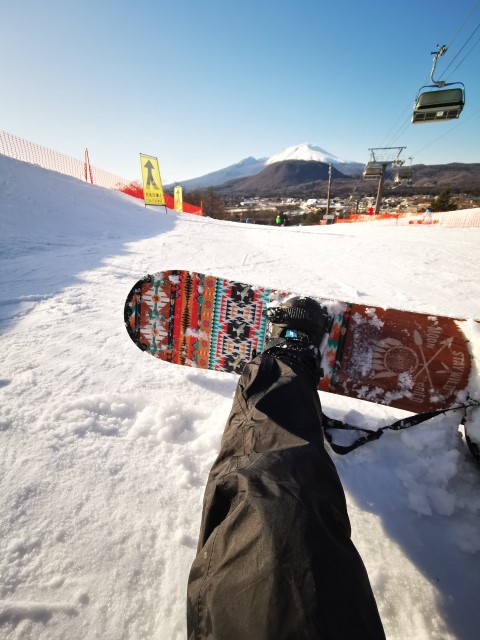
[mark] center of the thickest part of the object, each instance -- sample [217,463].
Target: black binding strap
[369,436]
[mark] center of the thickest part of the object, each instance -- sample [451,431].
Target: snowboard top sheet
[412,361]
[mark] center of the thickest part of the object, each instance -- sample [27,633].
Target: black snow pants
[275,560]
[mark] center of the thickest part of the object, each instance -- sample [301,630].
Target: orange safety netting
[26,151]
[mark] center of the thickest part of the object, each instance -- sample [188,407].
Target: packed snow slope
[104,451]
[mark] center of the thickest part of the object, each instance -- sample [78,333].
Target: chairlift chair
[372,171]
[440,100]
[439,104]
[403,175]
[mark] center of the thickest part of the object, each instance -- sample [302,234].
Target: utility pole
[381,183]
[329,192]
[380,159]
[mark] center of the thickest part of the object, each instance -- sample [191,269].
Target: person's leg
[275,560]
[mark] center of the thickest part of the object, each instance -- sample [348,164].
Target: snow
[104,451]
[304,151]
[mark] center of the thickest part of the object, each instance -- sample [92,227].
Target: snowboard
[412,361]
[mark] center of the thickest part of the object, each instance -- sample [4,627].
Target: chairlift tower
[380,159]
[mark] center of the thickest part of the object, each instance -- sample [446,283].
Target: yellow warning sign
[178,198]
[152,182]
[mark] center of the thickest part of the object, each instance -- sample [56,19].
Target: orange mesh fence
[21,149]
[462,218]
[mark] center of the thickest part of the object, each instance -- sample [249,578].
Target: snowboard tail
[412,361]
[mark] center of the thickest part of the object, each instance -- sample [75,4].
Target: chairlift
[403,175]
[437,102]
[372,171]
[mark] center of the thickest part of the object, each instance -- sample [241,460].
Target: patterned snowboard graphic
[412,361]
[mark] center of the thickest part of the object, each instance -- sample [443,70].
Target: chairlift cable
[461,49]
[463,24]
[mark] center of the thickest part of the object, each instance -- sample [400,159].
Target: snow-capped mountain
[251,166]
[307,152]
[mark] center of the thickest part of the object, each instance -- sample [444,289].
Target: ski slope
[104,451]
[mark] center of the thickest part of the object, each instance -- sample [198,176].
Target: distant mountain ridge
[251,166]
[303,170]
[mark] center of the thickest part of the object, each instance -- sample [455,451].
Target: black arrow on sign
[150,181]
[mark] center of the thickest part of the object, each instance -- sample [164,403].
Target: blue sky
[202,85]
__________
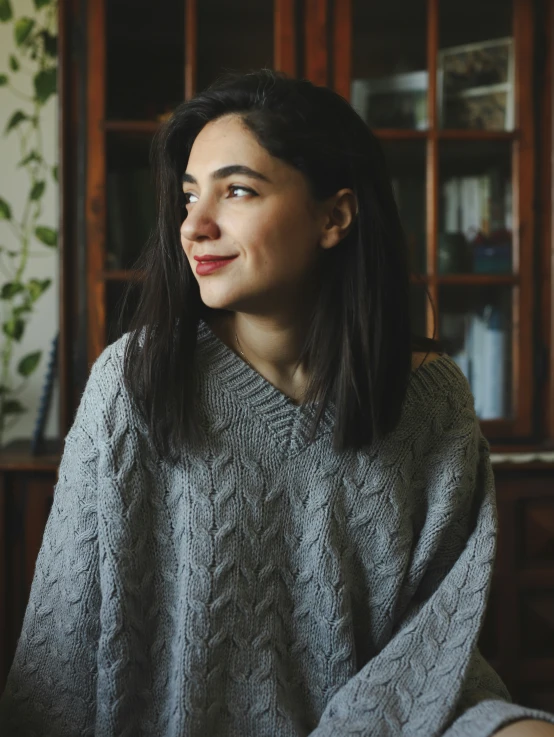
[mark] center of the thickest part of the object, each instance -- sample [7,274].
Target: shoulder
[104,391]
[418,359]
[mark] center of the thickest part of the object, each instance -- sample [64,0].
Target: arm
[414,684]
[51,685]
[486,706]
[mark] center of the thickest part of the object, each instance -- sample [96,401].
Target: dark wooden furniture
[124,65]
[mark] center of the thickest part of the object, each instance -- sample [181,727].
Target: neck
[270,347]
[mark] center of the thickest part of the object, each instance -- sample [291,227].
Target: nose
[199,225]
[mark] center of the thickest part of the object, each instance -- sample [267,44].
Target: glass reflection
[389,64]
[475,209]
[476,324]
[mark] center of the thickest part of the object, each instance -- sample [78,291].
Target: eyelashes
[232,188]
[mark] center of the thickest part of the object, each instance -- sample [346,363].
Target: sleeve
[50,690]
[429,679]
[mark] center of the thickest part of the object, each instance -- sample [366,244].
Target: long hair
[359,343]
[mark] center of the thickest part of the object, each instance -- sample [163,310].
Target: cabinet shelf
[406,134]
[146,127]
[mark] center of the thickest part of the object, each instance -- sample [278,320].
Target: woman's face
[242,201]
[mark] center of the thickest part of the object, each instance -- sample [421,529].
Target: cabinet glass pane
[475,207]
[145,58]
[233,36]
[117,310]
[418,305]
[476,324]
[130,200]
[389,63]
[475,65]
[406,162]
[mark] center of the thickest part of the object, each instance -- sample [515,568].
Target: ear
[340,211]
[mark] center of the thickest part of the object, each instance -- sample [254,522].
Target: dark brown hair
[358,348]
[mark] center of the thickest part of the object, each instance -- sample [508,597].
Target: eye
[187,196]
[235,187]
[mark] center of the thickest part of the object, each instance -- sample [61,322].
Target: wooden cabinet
__________
Repeat exactly the lines above from the one with "Target: dark brown hair" up to and including the one with "Target: wooden cabinet". No other line belongs in the reply.

▸ **Solution to this task**
Target: dark brown hair
[358,348]
[mark] center of the thickest part of the object, each instance -- sample [508,597].
Target: eye
[187,196]
[235,187]
[mark] center of the thickest part of the object, each instance -- sample [61,322].
Target: wooden cabinet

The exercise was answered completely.